**Exercise goal**.
Write out each of the following items word for word, keeping their order.

**Records for this task**.

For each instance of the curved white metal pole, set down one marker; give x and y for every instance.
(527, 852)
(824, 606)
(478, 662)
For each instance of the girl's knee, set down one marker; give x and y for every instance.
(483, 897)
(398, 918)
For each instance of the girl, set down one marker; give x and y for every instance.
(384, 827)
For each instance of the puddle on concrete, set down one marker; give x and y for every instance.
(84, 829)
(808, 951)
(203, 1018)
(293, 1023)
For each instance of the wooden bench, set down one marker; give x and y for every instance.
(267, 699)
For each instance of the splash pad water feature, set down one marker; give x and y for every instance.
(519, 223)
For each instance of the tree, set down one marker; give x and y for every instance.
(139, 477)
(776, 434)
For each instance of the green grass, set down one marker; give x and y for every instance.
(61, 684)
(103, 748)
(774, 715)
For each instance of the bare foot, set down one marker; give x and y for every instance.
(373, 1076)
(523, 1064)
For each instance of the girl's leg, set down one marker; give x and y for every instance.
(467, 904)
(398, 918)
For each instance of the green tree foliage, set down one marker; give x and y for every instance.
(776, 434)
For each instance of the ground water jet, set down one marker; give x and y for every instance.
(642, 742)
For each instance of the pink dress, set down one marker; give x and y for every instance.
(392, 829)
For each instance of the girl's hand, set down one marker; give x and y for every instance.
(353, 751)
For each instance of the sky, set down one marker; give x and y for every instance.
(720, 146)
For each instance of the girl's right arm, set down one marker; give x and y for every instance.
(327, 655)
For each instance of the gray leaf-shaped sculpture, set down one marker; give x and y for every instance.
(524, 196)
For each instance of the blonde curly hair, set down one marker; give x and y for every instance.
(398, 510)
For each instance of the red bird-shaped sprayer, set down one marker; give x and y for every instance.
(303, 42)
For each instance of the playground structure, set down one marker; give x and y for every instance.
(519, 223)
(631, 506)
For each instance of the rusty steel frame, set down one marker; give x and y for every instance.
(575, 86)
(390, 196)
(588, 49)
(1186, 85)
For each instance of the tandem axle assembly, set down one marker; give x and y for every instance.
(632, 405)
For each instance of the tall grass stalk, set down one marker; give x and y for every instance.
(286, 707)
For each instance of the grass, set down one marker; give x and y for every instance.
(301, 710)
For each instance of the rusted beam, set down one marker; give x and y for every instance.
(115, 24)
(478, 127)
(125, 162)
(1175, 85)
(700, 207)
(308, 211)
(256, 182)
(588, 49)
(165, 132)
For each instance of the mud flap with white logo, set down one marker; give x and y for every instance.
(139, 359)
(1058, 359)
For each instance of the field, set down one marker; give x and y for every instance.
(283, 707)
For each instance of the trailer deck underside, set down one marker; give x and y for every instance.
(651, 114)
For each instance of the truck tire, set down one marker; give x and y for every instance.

**Answer to the exercise**.
For each instance of the curved white metal pole, set down one marker; give x and y for every instance.
(527, 852)
(824, 606)
(478, 662)
For each instance of the girl's knee, set down one marker; give x and y for every instance.
(483, 897)
(398, 918)
For each instance of the girl, set down one marker; give x and y for every instance.
(384, 827)
For each instance of the puddle on concrete, set down one marker; give x and y for every instance.
(84, 829)
(808, 951)
(203, 1018)
(293, 1023)
For each instance of the wooden bench, set down one marker; give x and y for every instance.
(267, 699)
For each instance of the splash pad water feature, set down one marker; give x and y for every instance.
(519, 223)
For each instance of the tree, set down one marker; give x and y for every instance.
(139, 477)
(776, 434)
For each instance of the green grass, set down one marker; give x and y for every instance.
(61, 684)
(103, 748)
(774, 715)
For each instance of the bare foot, set down one marker; give x and y for every instance.
(373, 1076)
(523, 1064)
For each instance of the girl's leg, set down one marker; give x and y for every instance.
(467, 904)
(398, 918)
For each instance of the green tree foliage, set down one marker; give x and y for every instance.
(776, 434)
For each instance of the ground water jet, set down one marker; give x and y for every instance.
(642, 742)
For each instance of the pink dress, set down one marker; give x and y for every instance.
(392, 829)
For each instance of the girl's hand, set down one marker; give x and y for every instance.
(353, 751)
For each instance of the sky, set down one marker; give x and y for every instance.
(720, 146)
For each instance of the girl's right arm, set down one marker; give x and y for every instance.
(327, 655)
For each instance of the gray leaf-shaped sculpture, set down one marker; give x and y for every instance.
(524, 196)
For each instance of the blonde curly hair, set down one marker; give x and y for every instance.
(398, 510)
For each instance of the red bird-shaped sprayer, set down one marker; give x and y for every instance.
(303, 42)
For each instance of the playground structure, set down one marker; give x and y for every instance.
(519, 223)
(631, 506)
For each instance of the rusty steel frame, set down one marker; give x and y for every instance.
(575, 86)
(390, 196)
(588, 49)
(1186, 85)
For each instance of the tandem axle assembly, set down one marker; give x and y for every instance.
(632, 405)
For each instance of the tall grass stalk, set down one marker; give x and y for every instance.
(286, 707)
For each instance of the grass, set down one marker; give x and y for every instance.
(301, 710)
For each instance of the rusted beam, set down one marker; give x and y for every instance.
(115, 24)
(478, 127)
(125, 162)
(1175, 85)
(700, 207)
(308, 211)
(256, 182)
(588, 49)
(165, 132)
For each instance of the mud flap with white logo, set down one marker; give x and y for every instance.
(139, 359)
(1058, 359)
For each instance of the field, set down one marker; give x and y for every instance.
(283, 707)
For each instance of the trailer deck underside, set down one marker; give x and y for every instance.
(651, 114)
For each instance of the truck tire, set down one marker; give x and y for every instance.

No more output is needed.